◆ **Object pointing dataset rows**
_ _ _ _
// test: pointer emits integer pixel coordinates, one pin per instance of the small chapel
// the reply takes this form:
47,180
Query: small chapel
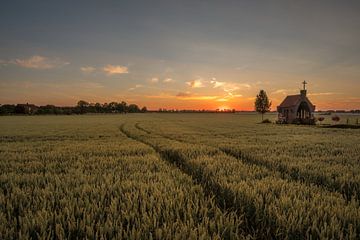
296,109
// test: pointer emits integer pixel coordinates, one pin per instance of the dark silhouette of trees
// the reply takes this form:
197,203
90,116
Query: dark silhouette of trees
81,107
321,119
335,118
262,103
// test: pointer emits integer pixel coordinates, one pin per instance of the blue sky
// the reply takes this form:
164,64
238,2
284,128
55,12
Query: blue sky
179,54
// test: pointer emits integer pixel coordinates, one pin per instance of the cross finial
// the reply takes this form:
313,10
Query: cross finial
304,83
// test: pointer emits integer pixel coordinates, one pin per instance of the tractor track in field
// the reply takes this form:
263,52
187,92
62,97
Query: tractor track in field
286,173
224,198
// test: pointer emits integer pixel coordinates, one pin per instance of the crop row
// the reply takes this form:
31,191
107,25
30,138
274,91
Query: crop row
114,188
273,207
328,163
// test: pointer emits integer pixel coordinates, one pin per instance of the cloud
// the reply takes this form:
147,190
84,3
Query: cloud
198,83
39,62
184,94
87,69
154,80
323,94
135,87
217,84
168,80
189,96
115,69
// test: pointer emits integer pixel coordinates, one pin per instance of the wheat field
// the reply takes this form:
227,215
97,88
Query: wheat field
176,176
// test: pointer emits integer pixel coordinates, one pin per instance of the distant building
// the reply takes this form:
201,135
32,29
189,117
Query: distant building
297,109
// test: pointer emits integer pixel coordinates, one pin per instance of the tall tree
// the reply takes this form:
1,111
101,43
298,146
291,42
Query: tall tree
262,103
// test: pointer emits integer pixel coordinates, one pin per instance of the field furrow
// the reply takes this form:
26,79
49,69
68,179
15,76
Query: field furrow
321,173
278,208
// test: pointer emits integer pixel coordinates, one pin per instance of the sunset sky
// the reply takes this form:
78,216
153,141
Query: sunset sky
180,54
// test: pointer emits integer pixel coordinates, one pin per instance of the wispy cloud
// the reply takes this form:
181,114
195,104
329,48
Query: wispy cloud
135,87
184,94
283,91
323,94
190,96
197,83
168,80
87,69
154,80
39,62
115,69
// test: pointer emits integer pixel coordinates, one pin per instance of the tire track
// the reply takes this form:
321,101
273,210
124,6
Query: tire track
224,197
286,173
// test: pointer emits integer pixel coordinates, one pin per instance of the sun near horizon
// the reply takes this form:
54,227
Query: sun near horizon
179,54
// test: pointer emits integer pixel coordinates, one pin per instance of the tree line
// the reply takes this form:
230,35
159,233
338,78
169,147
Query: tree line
82,107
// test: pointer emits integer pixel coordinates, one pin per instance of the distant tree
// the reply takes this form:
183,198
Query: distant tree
144,109
321,119
133,108
98,108
335,118
7,109
122,107
112,107
262,103
82,106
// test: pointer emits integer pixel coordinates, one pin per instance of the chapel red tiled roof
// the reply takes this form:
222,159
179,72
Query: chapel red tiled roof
290,101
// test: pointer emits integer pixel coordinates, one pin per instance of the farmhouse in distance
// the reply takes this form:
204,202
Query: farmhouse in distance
297,109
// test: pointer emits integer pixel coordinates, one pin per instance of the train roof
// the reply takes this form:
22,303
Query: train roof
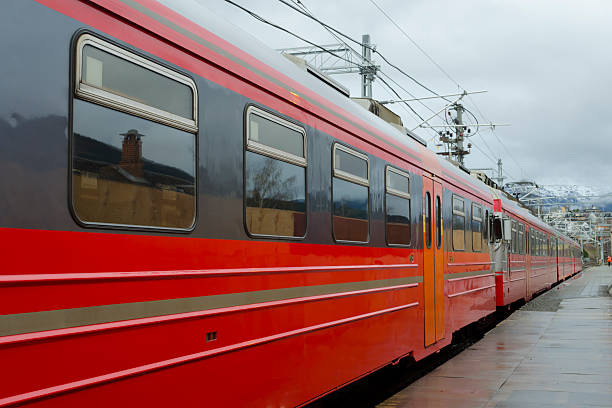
289,76
281,66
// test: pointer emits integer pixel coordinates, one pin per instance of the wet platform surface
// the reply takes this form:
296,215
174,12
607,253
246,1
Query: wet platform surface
556,351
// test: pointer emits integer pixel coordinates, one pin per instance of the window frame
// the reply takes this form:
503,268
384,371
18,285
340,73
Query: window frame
480,220
461,214
346,175
269,151
123,103
129,53
343,175
400,194
265,150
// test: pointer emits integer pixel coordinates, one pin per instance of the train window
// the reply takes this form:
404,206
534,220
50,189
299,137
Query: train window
458,224
111,76
350,191
485,228
275,176
133,143
476,227
397,207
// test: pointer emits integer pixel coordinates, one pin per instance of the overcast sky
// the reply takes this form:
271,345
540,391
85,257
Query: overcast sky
546,64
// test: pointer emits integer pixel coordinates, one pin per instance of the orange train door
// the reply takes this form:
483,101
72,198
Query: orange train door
433,261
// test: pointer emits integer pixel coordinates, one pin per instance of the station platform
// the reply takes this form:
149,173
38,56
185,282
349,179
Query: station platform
556,351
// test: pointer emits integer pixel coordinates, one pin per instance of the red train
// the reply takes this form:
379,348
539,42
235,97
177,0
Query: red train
190,219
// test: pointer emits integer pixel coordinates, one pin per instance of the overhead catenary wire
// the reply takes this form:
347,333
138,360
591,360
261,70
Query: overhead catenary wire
374,50
306,13
263,20
434,62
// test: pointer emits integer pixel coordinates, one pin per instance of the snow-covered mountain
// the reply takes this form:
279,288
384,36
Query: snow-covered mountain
569,196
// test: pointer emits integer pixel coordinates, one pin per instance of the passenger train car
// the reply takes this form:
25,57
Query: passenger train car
190,219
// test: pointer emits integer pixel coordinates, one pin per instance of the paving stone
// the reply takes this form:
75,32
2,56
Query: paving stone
556,351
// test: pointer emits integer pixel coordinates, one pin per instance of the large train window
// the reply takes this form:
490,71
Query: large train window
350,191
476,227
458,223
397,207
275,176
134,140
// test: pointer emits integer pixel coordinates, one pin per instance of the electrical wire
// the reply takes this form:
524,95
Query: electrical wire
415,43
336,34
263,20
362,45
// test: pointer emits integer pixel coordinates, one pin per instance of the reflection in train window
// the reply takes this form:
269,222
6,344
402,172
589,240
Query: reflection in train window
131,171
112,76
397,207
458,224
275,176
476,227
133,142
350,191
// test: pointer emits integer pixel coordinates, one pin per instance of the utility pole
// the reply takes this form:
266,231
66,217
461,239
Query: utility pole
367,76
334,59
500,174
459,131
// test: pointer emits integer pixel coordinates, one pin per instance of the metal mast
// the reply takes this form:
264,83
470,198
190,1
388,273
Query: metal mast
325,59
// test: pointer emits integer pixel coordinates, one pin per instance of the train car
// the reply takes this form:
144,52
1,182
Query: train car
190,219
535,258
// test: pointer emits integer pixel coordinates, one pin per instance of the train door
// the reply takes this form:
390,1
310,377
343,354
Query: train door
433,261
528,256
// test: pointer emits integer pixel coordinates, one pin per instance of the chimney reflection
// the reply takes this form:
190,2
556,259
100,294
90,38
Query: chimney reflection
131,153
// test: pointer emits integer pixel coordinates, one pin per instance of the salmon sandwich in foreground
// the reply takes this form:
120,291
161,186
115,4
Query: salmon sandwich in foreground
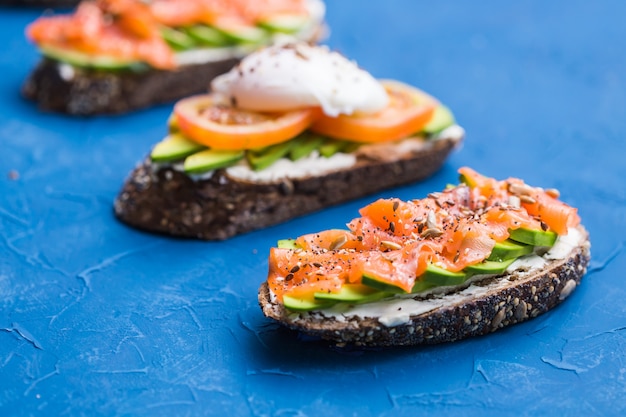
466,261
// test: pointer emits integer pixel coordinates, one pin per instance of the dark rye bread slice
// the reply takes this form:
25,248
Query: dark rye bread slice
92,91
497,302
168,201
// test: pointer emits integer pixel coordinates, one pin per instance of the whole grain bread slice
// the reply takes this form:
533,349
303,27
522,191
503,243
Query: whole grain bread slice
166,200
90,91
483,307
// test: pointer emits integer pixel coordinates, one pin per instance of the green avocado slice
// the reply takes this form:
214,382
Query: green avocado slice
173,148
211,159
509,249
83,60
286,23
350,293
533,237
441,119
177,39
208,36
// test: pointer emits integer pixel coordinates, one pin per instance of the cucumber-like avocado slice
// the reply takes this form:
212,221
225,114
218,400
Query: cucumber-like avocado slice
350,293
439,276
172,123
374,282
488,267
287,244
442,118
83,60
304,304
177,39
285,23
509,249
211,159
263,158
533,237
207,35
305,144
173,148
420,286
244,34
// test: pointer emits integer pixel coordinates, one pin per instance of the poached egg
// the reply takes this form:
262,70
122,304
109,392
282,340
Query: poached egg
295,75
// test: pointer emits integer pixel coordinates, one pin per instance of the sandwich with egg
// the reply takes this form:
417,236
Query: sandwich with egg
114,56
292,129
467,261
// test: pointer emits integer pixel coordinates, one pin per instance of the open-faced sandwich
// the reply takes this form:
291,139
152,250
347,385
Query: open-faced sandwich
112,56
290,130
466,261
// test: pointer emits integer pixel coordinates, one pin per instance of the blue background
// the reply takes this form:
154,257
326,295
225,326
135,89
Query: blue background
100,319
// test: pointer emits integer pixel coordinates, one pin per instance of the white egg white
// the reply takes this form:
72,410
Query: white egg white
290,76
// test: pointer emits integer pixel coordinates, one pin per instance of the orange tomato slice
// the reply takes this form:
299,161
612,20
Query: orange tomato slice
408,111
207,120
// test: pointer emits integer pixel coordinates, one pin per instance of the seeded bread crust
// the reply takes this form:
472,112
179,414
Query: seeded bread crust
91,92
525,296
168,201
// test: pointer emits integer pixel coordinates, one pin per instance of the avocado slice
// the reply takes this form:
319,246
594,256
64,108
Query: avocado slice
244,34
533,237
285,23
206,35
420,286
488,267
263,158
350,292
173,148
83,60
172,123
439,276
373,281
304,304
287,244
441,119
305,144
177,39
211,159
509,249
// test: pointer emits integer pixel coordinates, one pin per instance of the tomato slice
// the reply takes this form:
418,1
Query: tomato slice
409,110
209,121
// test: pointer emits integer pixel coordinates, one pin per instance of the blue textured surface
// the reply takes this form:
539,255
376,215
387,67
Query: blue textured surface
100,319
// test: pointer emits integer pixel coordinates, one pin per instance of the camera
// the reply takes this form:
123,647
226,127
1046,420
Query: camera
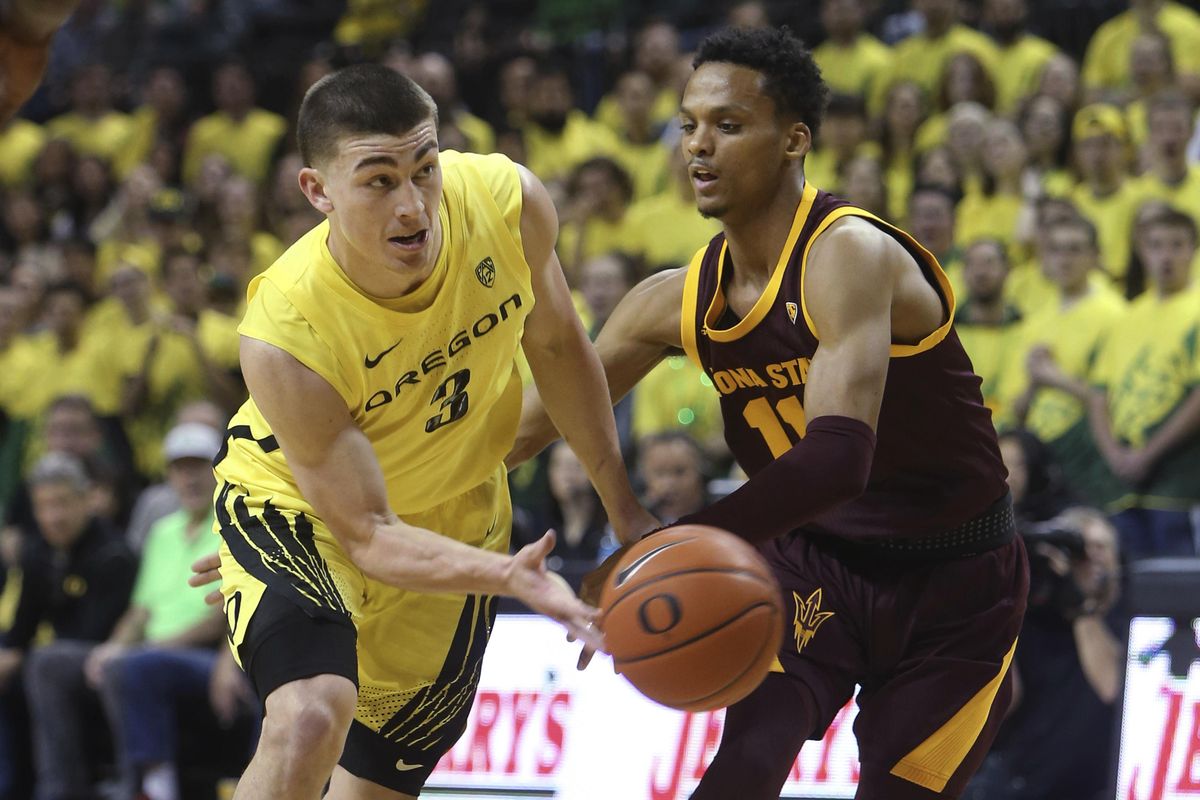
1051,545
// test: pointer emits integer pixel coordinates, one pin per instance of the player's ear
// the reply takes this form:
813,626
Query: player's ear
799,140
312,184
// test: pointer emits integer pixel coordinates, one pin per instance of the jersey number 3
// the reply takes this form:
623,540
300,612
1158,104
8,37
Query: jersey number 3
454,401
769,422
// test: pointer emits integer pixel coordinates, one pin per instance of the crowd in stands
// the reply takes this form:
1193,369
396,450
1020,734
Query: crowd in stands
1056,178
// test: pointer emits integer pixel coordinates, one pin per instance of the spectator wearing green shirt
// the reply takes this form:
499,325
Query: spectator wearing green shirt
161,655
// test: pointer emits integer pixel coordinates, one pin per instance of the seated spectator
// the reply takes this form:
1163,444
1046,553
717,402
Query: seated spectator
673,470
241,132
1144,400
558,137
159,662
595,220
1072,331
666,229
93,126
984,320
1105,194
72,583
1056,741
851,60
1021,56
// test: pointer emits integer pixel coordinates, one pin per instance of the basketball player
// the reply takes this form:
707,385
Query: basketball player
363,501
876,487
27,28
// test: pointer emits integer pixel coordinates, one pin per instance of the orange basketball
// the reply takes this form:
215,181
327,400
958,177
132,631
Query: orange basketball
693,617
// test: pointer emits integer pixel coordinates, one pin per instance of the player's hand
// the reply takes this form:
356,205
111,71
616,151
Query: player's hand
207,570
549,594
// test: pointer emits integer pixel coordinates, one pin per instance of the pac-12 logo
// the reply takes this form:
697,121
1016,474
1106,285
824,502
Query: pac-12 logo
486,271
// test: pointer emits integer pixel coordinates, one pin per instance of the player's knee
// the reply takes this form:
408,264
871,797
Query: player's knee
309,719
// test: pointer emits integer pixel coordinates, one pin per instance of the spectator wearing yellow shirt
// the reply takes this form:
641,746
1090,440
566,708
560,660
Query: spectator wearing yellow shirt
994,210
1044,122
21,140
666,229
93,125
1107,61
436,74
922,58
852,61
655,53
642,152
244,134
1020,56
931,223
844,136
965,84
160,119
985,322
904,113
558,137
1169,176
1072,329
597,218
1151,71
1145,398
1105,194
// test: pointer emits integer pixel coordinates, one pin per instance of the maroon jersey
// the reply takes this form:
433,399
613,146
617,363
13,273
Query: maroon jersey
936,461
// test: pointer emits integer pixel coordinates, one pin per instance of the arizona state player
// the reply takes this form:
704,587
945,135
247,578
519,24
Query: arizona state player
876,488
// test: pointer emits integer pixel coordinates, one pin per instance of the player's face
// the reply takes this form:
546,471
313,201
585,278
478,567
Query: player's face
735,142
382,194
1168,252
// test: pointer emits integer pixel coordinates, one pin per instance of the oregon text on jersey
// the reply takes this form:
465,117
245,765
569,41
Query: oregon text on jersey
439,358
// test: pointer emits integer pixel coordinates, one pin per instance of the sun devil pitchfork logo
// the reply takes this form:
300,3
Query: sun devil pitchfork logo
808,618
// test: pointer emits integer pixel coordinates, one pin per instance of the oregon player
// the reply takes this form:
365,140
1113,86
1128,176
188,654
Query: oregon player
379,356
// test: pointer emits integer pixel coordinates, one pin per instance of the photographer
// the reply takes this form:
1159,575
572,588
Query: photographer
1067,668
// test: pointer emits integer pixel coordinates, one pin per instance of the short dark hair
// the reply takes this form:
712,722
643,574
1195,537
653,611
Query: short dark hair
1080,222
791,78
1171,217
360,98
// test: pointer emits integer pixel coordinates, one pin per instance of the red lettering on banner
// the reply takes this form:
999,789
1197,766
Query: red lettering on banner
1188,781
559,707
672,789
487,710
522,704
713,728
1167,743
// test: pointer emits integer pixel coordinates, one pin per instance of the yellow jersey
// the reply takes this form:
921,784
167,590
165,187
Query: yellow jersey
430,378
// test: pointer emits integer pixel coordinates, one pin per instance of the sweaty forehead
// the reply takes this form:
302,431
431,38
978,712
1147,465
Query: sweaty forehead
718,84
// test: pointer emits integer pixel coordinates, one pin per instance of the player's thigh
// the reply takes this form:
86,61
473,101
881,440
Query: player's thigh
346,786
931,714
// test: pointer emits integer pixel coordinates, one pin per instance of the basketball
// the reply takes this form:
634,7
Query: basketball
693,617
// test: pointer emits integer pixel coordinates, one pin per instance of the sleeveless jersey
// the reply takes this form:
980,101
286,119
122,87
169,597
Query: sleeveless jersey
936,461
430,378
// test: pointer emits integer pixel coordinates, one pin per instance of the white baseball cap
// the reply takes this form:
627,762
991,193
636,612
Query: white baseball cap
191,440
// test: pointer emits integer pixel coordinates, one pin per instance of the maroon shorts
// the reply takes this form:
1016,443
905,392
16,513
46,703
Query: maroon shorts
929,643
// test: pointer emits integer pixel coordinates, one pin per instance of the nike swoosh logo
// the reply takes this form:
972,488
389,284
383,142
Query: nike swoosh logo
628,572
375,362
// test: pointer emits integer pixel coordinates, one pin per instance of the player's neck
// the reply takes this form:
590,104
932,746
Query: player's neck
757,240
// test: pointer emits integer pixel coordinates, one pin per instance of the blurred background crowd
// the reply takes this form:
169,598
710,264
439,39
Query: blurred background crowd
1047,152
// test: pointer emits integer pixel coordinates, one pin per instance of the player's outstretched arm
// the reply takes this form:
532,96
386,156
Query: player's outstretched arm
641,330
336,468
567,371
850,283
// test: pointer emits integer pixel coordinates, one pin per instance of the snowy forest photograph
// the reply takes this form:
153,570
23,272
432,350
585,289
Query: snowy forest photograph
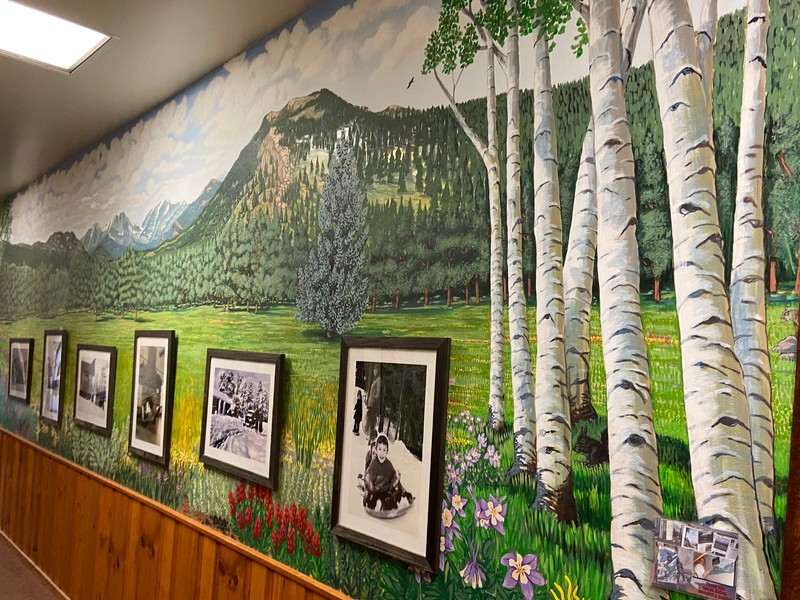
596,201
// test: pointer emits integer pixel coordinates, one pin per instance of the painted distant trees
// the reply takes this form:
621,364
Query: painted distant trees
332,286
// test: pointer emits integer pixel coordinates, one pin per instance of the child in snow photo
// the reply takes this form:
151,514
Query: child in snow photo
381,480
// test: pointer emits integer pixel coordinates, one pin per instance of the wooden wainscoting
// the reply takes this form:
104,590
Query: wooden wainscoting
96,539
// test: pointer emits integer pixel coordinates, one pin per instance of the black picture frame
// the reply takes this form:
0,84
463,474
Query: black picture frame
20,369
152,395
412,378
95,383
232,428
54,375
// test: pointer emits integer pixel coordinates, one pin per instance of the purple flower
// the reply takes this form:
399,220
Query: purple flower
447,520
493,513
420,574
445,546
453,475
472,457
522,572
472,573
457,502
493,456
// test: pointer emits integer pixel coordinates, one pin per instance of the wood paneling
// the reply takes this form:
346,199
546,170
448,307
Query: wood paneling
96,539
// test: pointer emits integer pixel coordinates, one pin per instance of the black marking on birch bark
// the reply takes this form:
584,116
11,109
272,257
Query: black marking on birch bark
676,106
612,79
687,70
689,207
617,593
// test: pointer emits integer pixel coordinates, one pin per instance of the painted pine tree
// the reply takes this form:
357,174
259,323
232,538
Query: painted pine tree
332,286
717,415
633,455
748,287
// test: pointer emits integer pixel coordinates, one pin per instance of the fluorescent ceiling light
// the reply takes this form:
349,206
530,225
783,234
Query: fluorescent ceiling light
33,35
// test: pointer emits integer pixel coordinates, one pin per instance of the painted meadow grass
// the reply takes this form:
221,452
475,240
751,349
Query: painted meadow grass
477,464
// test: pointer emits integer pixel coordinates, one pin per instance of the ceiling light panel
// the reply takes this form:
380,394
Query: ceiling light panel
32,35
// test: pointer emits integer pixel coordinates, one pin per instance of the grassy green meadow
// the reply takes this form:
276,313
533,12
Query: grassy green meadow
581,553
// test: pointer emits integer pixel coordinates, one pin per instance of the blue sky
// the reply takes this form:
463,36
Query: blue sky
365,51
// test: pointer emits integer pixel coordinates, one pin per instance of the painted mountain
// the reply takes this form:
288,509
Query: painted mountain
161,224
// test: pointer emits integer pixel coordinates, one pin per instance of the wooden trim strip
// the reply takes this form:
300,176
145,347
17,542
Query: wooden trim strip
205,532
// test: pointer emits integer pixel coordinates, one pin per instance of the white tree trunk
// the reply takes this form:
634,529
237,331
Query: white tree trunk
717,415
748,288
706,38
579,265
497,418
578,282
633,455
524,416
554,489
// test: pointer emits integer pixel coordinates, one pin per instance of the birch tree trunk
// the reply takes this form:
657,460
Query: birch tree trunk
524,416
554,487
580,261
706,38
633,455
717,414
748,290
491,161
497,418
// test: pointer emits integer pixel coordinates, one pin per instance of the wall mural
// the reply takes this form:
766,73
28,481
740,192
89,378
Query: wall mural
620,291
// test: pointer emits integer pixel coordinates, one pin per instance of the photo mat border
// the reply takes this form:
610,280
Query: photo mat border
269,480
169,396
440,348
62,382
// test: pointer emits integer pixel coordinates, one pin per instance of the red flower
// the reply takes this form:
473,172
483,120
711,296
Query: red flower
257,528
275,540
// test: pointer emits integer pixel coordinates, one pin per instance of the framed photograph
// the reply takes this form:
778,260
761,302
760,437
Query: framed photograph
95,376
20,369
152,393
243,393
54,366
390,438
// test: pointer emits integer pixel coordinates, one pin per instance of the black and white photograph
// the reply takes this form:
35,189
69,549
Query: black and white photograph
20,367
94,387
54,367
703,565
240,415
388,465
152,392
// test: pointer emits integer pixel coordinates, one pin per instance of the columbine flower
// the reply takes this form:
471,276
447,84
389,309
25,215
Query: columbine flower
495,512
472,573
420,574
493,456
522,572
445,546
453,475
447,518
457,501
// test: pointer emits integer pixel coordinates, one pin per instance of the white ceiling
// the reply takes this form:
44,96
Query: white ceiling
158,47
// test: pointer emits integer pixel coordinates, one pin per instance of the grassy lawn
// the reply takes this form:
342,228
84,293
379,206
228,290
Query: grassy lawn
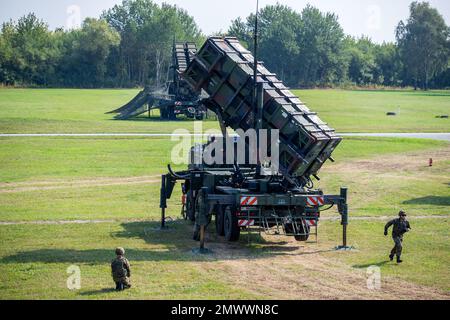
83,111
69,179
164,267
117,179
365,111
425,253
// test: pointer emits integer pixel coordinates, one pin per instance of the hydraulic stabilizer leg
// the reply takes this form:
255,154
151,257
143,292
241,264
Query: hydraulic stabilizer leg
203,221
343,210
163,202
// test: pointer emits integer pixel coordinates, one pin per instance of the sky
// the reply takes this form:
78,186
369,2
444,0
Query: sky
374,18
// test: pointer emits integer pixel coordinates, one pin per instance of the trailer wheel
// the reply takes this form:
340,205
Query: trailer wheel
290,230
220,217
305,229
231,225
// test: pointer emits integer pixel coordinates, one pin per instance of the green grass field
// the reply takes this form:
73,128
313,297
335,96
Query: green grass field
83,111
117,180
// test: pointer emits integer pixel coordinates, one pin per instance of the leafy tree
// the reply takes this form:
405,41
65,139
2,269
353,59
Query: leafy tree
423,41
147,32
304,49
86,53
28,52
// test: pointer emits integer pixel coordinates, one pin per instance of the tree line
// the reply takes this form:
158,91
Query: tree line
130,45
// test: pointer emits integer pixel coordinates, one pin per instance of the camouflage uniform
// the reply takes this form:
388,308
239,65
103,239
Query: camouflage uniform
120,271
400,227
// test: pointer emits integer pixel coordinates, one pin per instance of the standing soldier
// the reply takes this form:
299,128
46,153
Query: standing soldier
120,269
401,226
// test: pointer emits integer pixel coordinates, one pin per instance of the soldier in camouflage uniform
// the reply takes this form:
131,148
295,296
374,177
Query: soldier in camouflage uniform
400,227
120,269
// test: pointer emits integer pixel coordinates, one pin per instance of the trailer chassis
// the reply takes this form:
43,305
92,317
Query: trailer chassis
288,213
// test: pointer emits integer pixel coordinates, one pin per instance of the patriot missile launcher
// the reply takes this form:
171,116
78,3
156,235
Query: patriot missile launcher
241,195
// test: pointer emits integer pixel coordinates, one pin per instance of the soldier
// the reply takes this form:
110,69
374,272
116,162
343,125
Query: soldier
401,226
120,269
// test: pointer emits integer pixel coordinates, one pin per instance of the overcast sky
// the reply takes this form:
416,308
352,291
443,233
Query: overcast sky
375,18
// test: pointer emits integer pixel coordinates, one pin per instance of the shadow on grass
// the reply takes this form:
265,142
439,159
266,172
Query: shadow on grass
173,244
377,264
433,200
97,292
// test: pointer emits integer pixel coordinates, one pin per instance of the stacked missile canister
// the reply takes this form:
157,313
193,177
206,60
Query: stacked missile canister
224,69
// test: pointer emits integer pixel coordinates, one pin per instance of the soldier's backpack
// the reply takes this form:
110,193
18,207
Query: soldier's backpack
118,268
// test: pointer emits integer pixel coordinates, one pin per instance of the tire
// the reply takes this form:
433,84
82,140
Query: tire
303,228
231,225
220,221
289,228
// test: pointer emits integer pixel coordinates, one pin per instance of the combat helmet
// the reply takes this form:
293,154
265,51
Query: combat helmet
120,251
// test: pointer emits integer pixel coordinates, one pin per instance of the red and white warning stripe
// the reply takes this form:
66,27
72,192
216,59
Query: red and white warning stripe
_ _ _ _
◆ **WRITTEN EXERCISE**
Reproduce exactly the lines from the one with "the soldier's backpack" through the end of the entries above, both ends included.

◆ **FINAL RESULT**
// test: pointer emits integer pixel coordinates, one pin per instance of the soldier's backpack
// the reply takes this form:
110,193
18,207
Query: soldier's backpack
118,268
// test: pointer emits integer pixel coordinates, one pin per instance of the tire
// the reply takes this form:
433,84
82,140
Query: tire
303,228
231,225
220,221
289,228
// test: pointer emits integer pixel coordinates, one pin per instance of the combat helmet
// the reply takes this form:
293,154
265,51
Query: combat helmet
120,251
// test: pointer emits integer pixel coordinates, one pin per instance of the red and white warning stripe
// the reply takes this form:
66,27
72,192
216,59
Query: red and white warning stripe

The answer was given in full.